— start Page extract —

Today we’d like to introduce you to Amanda Valentine

Hi Amanda, we’re thrilled to have a chance to learn your story today. So, before we get into specifics, maybe you can briefly walk us through how you got to where you are today?
From a young age, I could remember telling my parents how I wanted to be like the kids I saw on TV commercials. My parents always gave me everything I needed and tried to give me what I wanted, but unfortunately, the programs that we did seek out to help further my career we’re not on my parents budget or to their liking. So then at the age of 17. I wanted to pursue my modeling more and unfortunately fell into the wrong hands, and eventually ended up sex trafficked. In that particular time in my life I struggle to keep friends or jobs because the challenges that I face from being exploited at a very young age. I was branded with just being a “porn star”. It became harder for me to find jobs or to be interested in my career for modeling. I felt betrayed by the modeling world & my peers/community. I no longer felt safe and having children young I fell on desperate times and measures, which would help me in the moment, but ultimately took away more of my mental health. I struggled throughout the years with trying to model & act. I felt myself trying to conform into the image of what people wanted me to be. Just recently within the last 2 to 3 years, I’ve been trying to work on more projects that I feel that are more inclined to my personality, my beliefs, or my morals or just me as a person. I continue to not give up and push through and keep faith that wherever is meant for me, will always be for me. No matter what life challenges I have faced & overcome. My highest motivation & blessing is my two sons. Amarii & Ace. They remind me that it’s OK to grow and that I am worthy of love. Im worthy of a beautiful life no matter my past or present circumstances. They know me as mom and that’s the best title I could ever ask or be known for.

— end Page extract —
— start Stored data —

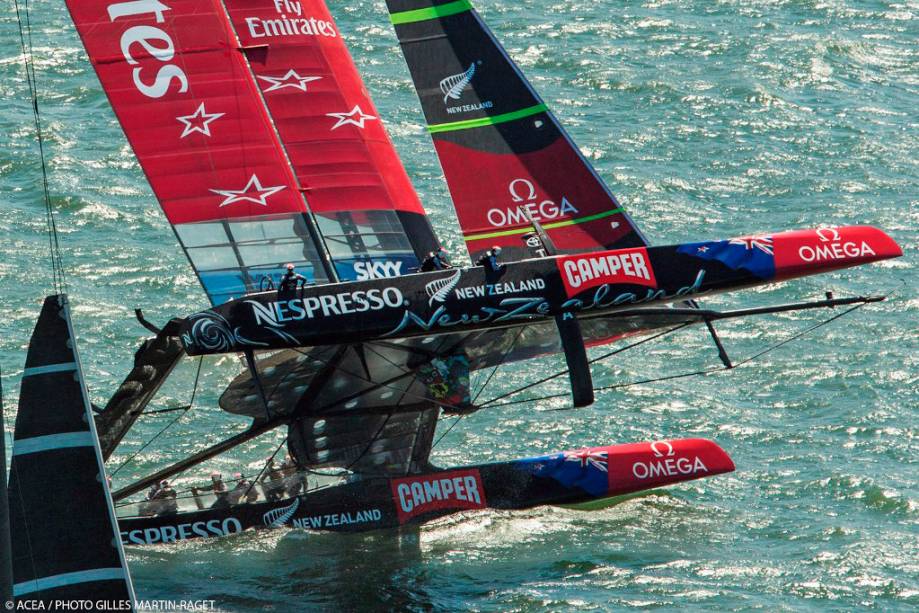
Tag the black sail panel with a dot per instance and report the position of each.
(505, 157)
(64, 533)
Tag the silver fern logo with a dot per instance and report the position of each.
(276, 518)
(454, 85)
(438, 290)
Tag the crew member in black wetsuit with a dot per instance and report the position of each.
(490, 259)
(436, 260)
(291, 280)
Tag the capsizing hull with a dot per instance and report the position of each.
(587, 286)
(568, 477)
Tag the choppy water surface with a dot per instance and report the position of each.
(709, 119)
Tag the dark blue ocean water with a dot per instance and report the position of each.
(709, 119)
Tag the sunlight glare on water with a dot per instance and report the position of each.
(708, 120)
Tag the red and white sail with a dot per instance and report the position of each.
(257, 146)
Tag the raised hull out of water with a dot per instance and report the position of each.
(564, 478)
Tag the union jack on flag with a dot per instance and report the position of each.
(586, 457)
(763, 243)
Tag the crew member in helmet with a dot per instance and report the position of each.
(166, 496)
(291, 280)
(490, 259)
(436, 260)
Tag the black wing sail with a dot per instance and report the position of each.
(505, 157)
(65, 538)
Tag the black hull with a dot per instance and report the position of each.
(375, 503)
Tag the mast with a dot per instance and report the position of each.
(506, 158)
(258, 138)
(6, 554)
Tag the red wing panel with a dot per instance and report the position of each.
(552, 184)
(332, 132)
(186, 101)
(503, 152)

— end Stored data —
— start Stored data —

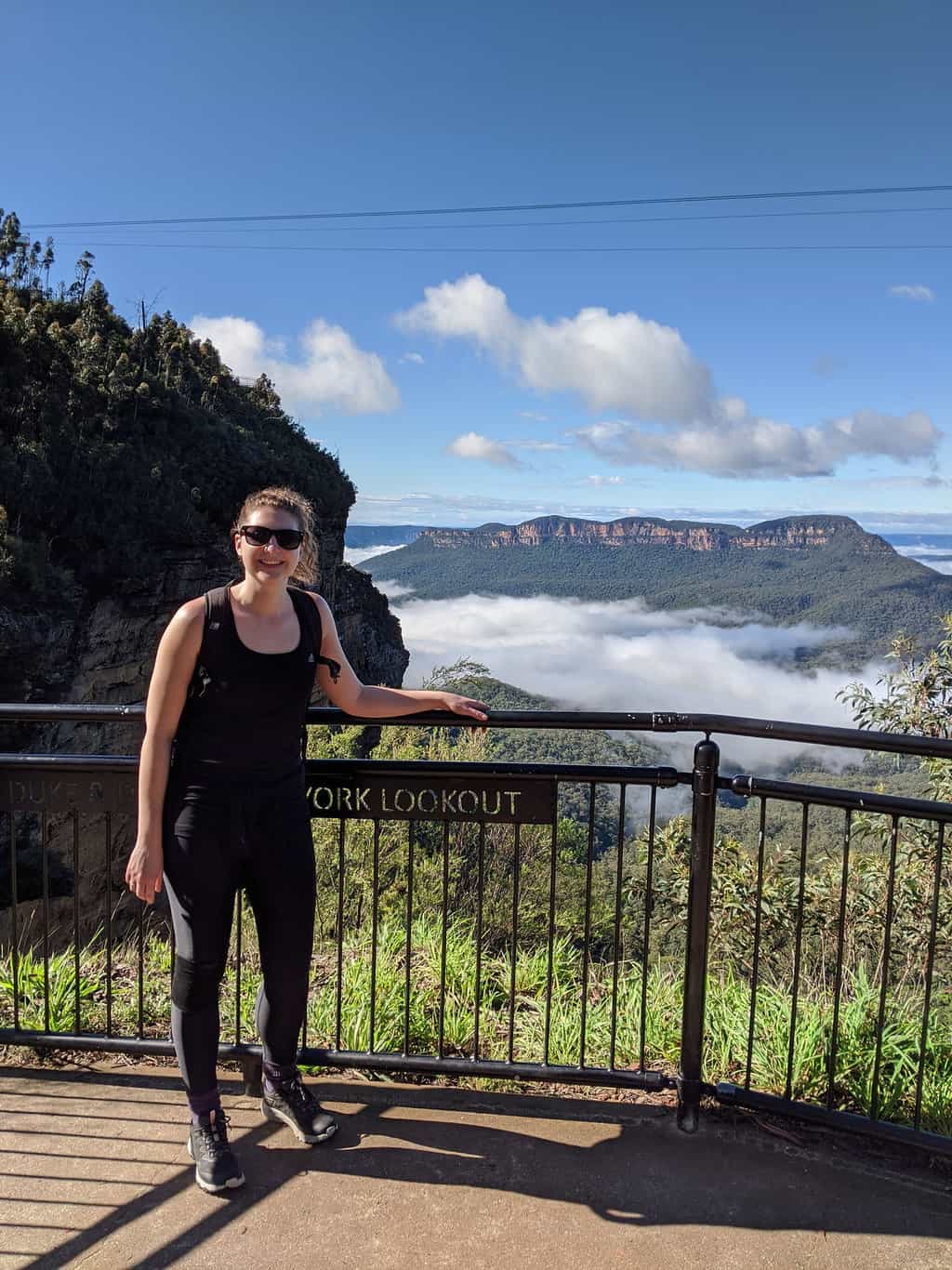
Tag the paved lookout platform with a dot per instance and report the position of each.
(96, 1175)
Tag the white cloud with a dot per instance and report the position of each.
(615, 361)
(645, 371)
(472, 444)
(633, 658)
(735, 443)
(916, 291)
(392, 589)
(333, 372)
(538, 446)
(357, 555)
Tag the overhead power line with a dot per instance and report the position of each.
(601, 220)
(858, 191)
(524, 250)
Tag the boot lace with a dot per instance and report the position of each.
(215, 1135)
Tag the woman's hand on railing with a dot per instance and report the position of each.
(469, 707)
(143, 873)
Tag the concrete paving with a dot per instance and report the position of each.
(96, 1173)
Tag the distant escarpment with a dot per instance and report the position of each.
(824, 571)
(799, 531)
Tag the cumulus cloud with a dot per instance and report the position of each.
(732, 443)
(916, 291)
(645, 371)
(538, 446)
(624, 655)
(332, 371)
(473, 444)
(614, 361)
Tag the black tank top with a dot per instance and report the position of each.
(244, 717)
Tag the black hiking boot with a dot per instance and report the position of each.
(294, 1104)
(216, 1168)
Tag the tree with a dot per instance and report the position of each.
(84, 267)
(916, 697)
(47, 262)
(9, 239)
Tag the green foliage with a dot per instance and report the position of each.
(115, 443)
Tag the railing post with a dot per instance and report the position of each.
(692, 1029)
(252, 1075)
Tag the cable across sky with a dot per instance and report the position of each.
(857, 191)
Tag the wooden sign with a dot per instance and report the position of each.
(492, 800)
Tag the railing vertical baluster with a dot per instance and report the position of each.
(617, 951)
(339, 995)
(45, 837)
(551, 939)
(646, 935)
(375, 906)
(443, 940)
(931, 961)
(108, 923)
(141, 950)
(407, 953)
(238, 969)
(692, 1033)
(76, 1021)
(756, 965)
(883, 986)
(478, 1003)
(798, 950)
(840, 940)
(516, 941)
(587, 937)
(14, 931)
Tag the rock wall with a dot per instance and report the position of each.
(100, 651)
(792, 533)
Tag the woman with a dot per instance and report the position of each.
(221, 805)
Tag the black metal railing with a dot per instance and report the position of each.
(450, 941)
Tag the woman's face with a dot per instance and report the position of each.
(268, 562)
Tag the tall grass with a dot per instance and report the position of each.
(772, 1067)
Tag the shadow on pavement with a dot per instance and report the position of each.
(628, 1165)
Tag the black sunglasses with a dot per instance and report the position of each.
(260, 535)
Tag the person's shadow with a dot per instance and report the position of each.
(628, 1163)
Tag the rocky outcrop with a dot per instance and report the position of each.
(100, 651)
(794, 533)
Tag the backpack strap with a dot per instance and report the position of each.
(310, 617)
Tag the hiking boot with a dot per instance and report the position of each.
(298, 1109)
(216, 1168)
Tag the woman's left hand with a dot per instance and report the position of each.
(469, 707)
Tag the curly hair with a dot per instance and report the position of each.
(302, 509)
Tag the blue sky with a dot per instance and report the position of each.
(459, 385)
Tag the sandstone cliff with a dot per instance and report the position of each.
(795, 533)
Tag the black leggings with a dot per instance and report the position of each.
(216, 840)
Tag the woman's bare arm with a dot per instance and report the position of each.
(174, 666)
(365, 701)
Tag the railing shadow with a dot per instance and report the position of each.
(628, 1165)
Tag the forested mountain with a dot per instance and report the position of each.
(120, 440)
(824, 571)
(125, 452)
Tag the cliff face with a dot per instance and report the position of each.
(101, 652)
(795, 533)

— end Stored data —

» **Your goal**:
Output the part of the interview with Amanda Valentine that opens with the words containing "Hi Amanda, we’re" and closes with "you are today?", copied word for word. Work from the interview alone.

» **Written response**:
Hi Amanda, we’re thrilled to have a chance to learn your story today. So, before we get into specifics, maybe you can briefly walk us through how you got to where you are today?